• [Extrait du document]:
L’Europe des réalisations concrètes imposées par les tumultes catastrophiques causés par la nature mais surtout par l’activité humaine confère une nouvelle dimension aux principes structurants de l’Union. Ainsi, l’assistance mutuelle entre l’Union et les Etats, consacrée par le principe de coopération loyale (art. 4 § 3 TUE), doit s’envisager plus que jamais en terme d’optimisation de l’objectif visé par les traités, en l’occurrence la promotion du bien-être des peuples de l’Union ainsi que la cohésion économique, sociale et territoriale (art. 3 TUE). De même, le cadre institutionnel de l’Union doit véritablement promouvoir le principe de cohérence des politiques et actions menées au sein de l’Union afin de « servir ses intérêts » et « ceux de ses citoyens » (art. 13 § 1 TUE). Face aux catastrophes majeures, il est crucial pour les populations de pouvoir faire confiance au « système » auquel il incombe d’en juguler au maximum les effets, en ce sens l’adhésion à l’Union est largement tributaire d’actions concrètes et performantes issues du dispositif institutionnel et matériel européen. La solidarité est une valeur de l’Union (art. 2 TUE) qui s’avère essentielle dans le domaine de la protection civile (art. 122 § 2) sous réserve que l’Union puisse effectivement disposer de moyens mobilisables conséquents afin de s’acquitter des missions que lui confie l’article 222 TFUE (clause de solidarité). La perspective est également transposable à l’échelle internationale, l’Union ayant pour mission « d’aider les populations, les pays et les régions confrontés à des catastrophes naturelles ou d’origine humaine » (art. 21 § 2 g) TUE ; art. 214 TFUE).

• [Problèmes à résoudre]:
A - Selon l'extrait sur la solidarité européenne, quel article du TUE consacre le principe de coopération loyale ?
B - Prolongez l'extrait sur la solidarité européenne après sa dernière phrase.
Les données n'interviennent en rien ici.

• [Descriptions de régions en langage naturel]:
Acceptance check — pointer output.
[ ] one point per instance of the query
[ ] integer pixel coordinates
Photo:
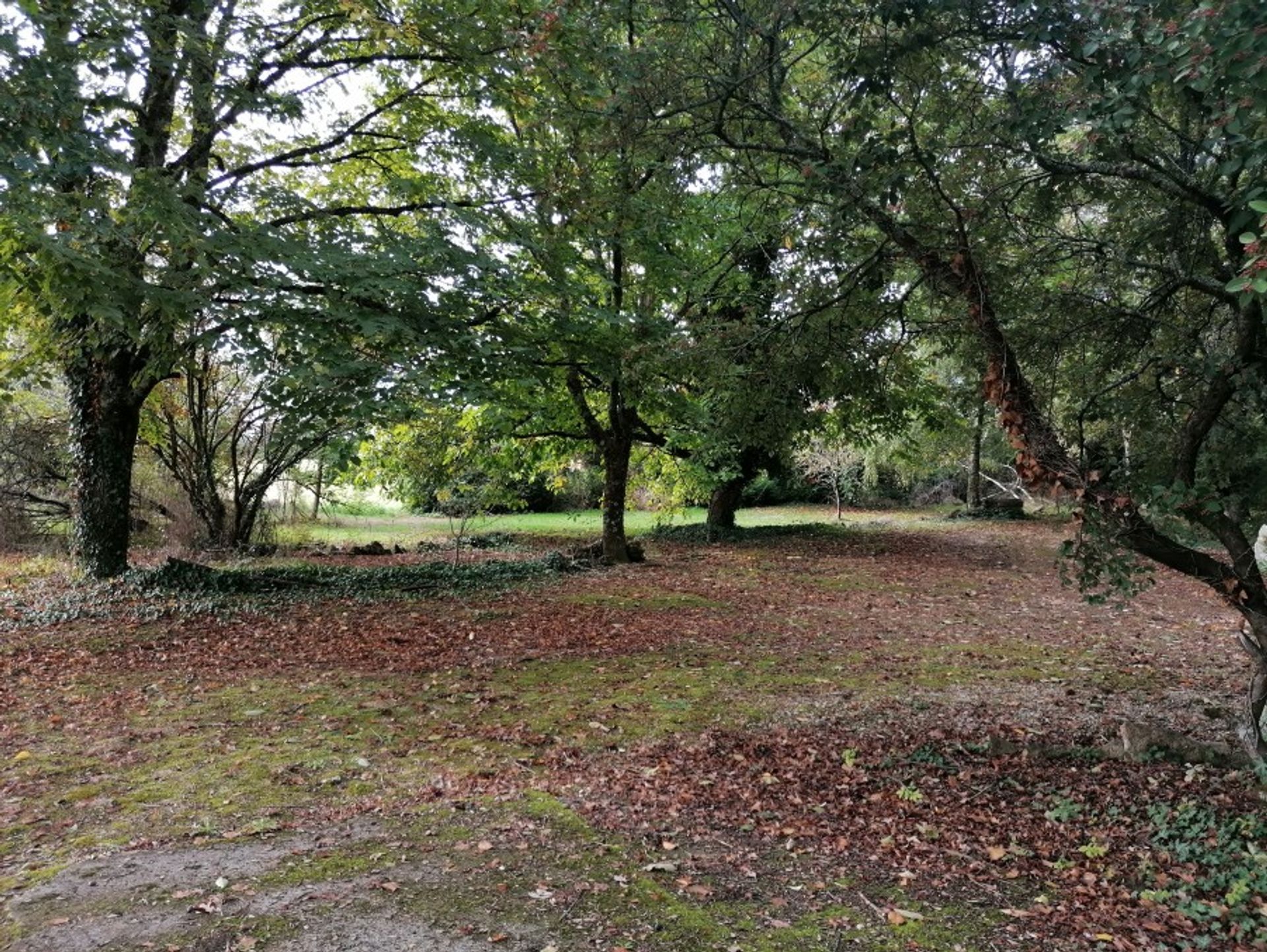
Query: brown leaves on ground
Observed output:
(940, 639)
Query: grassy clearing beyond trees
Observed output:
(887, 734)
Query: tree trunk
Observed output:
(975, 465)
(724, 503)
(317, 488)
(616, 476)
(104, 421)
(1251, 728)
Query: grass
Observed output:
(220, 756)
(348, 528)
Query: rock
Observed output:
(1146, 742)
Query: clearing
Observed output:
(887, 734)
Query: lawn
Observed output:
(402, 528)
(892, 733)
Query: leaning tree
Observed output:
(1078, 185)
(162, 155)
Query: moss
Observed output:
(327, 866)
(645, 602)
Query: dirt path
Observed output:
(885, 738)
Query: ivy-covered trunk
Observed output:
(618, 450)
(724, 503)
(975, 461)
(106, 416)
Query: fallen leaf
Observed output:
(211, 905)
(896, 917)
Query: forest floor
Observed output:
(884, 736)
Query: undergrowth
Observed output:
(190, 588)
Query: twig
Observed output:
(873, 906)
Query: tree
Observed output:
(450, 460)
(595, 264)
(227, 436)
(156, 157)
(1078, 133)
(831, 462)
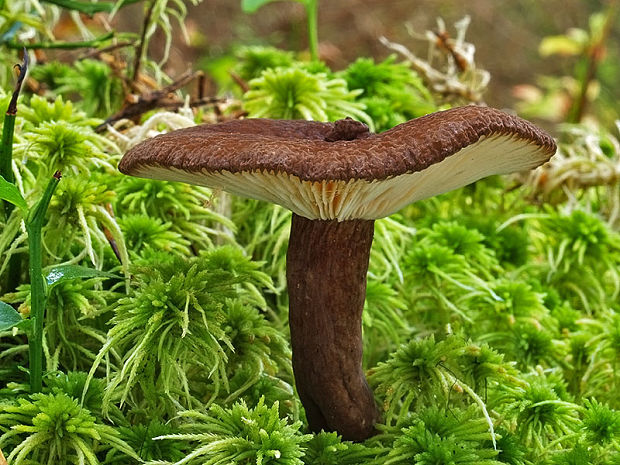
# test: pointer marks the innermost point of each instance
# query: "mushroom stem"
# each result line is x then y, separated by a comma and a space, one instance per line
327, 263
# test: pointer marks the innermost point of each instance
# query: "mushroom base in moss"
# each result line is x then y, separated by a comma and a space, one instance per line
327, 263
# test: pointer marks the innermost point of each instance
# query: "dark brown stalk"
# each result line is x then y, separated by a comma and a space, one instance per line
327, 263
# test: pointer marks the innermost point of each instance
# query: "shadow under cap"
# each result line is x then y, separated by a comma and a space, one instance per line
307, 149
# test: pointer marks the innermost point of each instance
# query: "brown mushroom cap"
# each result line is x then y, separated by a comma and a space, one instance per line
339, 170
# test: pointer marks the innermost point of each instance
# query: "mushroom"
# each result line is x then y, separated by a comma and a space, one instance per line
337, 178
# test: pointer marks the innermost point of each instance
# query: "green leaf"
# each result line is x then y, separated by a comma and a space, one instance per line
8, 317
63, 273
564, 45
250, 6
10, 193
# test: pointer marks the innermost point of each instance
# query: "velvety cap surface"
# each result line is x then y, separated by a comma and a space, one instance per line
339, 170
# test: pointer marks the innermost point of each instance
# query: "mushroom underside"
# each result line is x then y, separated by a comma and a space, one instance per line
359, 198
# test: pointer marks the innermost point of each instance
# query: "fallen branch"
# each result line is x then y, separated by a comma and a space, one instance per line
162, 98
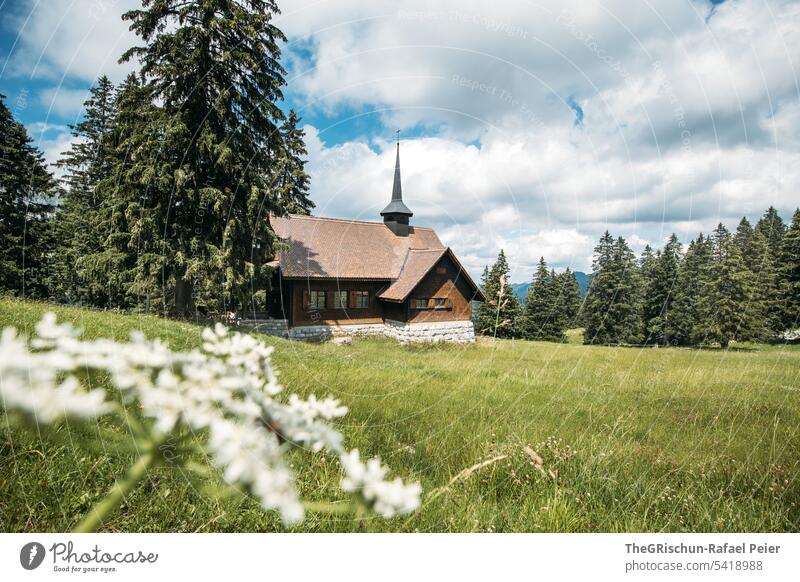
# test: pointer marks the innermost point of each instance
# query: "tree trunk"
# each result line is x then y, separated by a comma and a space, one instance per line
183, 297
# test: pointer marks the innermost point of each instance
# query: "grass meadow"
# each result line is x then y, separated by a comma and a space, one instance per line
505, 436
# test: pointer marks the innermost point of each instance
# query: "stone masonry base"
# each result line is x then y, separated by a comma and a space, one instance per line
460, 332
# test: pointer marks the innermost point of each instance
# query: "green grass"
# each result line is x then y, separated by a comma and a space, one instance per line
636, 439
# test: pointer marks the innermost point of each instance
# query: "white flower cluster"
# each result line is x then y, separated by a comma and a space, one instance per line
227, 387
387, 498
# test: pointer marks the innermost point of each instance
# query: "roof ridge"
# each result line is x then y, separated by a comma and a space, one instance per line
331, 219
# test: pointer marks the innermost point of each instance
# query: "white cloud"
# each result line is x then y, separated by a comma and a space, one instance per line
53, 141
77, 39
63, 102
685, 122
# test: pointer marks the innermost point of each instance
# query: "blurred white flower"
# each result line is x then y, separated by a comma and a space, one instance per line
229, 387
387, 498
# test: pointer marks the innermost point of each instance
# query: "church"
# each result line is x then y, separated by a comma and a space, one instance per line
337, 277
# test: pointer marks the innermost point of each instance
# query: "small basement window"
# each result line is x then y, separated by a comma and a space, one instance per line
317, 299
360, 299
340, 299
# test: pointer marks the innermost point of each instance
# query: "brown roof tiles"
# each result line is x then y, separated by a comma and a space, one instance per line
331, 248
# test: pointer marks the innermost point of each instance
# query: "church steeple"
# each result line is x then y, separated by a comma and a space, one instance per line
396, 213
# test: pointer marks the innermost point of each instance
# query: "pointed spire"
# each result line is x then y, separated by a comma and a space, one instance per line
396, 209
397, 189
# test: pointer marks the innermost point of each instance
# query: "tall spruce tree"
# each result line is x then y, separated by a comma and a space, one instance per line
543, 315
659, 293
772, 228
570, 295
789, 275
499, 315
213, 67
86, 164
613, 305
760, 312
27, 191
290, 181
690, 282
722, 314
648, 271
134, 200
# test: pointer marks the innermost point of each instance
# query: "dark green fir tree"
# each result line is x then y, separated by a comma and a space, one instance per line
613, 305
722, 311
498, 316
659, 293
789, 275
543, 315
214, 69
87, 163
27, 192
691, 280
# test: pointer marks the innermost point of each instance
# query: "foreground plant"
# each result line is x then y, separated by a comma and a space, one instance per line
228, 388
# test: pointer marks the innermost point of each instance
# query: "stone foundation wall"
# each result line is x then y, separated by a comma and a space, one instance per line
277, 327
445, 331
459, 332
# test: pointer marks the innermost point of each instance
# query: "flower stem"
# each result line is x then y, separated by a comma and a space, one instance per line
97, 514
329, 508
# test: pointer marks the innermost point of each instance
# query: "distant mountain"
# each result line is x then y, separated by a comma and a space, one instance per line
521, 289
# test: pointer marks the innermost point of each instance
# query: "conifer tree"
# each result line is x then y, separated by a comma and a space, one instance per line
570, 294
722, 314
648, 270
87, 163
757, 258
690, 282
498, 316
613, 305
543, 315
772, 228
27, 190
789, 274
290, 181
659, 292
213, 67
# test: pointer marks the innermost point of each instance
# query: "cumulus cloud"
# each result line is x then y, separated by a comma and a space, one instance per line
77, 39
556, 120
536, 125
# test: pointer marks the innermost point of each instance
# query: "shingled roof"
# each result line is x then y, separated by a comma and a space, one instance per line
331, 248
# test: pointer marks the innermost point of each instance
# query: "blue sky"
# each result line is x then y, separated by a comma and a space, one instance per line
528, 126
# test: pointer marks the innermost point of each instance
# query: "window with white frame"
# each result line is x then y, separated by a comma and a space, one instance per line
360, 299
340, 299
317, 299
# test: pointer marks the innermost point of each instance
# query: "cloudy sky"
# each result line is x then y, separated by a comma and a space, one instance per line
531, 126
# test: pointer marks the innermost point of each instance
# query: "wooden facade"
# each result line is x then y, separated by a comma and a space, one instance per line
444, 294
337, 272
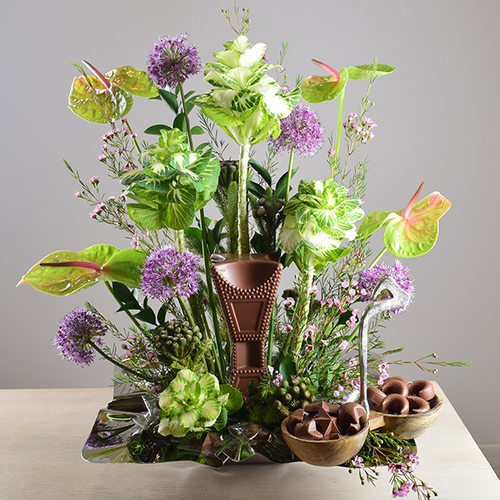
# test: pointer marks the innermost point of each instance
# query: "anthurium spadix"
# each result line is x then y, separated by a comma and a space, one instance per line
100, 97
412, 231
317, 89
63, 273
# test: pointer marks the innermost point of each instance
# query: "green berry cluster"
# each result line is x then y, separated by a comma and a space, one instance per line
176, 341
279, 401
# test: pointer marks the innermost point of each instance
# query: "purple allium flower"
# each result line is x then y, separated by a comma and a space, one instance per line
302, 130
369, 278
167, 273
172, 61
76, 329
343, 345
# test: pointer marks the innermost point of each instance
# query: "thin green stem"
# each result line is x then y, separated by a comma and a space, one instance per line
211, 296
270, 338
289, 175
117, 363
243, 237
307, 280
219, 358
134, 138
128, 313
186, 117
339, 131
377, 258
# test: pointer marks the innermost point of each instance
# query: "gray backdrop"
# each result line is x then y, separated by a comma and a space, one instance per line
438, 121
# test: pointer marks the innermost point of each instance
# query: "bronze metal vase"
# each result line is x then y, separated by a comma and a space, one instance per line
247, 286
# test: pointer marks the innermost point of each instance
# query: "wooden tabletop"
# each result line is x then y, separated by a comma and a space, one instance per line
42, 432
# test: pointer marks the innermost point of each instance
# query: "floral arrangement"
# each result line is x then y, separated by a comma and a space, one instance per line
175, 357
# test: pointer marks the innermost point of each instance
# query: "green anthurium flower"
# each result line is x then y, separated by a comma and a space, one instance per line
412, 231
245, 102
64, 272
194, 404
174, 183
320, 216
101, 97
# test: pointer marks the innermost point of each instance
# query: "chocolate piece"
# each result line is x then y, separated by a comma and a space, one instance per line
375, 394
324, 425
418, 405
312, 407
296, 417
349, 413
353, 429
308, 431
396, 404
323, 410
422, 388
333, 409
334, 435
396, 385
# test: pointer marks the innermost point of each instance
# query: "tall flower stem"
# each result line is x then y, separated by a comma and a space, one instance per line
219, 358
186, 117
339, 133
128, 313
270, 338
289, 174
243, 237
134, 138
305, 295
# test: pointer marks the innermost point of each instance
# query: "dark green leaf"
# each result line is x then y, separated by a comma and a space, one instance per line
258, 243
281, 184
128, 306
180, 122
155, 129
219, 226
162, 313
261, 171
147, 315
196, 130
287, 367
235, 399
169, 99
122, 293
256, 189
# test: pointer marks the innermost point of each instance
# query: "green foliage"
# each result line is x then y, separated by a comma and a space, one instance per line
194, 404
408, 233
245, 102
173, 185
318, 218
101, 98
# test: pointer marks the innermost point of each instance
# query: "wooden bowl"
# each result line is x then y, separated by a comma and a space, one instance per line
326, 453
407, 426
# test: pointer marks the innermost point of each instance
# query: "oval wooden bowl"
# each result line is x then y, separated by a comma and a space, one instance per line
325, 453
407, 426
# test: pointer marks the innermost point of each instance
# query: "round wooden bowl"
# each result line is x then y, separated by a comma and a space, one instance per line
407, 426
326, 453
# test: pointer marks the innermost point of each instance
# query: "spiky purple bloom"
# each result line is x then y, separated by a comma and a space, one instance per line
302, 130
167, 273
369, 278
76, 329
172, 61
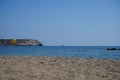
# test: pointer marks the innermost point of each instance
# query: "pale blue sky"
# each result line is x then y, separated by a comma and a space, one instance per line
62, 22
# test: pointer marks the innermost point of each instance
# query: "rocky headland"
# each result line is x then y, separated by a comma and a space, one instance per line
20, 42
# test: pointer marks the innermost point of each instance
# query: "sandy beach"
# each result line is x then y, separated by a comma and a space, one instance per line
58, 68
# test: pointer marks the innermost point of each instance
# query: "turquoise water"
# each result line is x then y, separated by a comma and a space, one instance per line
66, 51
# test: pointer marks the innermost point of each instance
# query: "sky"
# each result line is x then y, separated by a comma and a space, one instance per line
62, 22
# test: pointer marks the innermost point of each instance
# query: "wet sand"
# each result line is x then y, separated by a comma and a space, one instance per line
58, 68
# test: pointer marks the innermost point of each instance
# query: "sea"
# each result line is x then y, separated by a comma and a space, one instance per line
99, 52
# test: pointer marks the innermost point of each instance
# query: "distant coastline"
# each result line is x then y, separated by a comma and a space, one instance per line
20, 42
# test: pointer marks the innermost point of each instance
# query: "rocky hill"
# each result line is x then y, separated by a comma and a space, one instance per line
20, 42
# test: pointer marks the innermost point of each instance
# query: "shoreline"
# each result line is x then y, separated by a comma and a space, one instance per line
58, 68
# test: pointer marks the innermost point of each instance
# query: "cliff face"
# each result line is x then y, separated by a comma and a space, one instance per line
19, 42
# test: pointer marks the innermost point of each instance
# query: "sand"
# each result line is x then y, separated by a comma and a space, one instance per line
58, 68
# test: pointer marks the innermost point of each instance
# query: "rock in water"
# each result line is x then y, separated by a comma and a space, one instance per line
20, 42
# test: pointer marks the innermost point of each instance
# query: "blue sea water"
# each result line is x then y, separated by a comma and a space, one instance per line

• [Résultats par tâche]:
A - L'article 4 § 3 du TUE.

B -
Il semble désormais difficilement concevable de cantonner l’Union dans une simple compétence d’appui dans le domaine de la protection civile car, à l’évidence, il ne suffit plus de coordonner ou compléter l’action des Etats. La crise du COVID-19 a démontré que « nécessité fait loi européenne » dans la mesure où certaines défaillances nationales ont conduit l’Union à agir substantiellement afin d’assurer l’approvisionnement de produits médicaux, service pourtant essentiel et « basique » au sein de nos sociétés économiquement développées. L’heure est sans doute proche d’hisser la protection civile européenne au rang de compétence partagée, l’implication accrue et responsable de l’Union permettrait certainement d’instaurer davantage de cohérence afin d’apporter une réponse efficace et concrète aux défis qui nous sont lancés par la nature, mais aussi, et surtout, par cet apprenti sorcier qu’est l’être humain.

Les populations vivant au sein de l’Union ont besoin de protection d’envergure européenne, l’intégration en ce domaine est requise et sera d’autant mieux acceptée et dynamisée qu’elle ne sera pas imposée. La protection civile constitue assurément une opportunité d’intégrer l’Europe par une méthode ascendante et d’en assurer le bon fonctionnement au moyen des règles effectivement appliquées.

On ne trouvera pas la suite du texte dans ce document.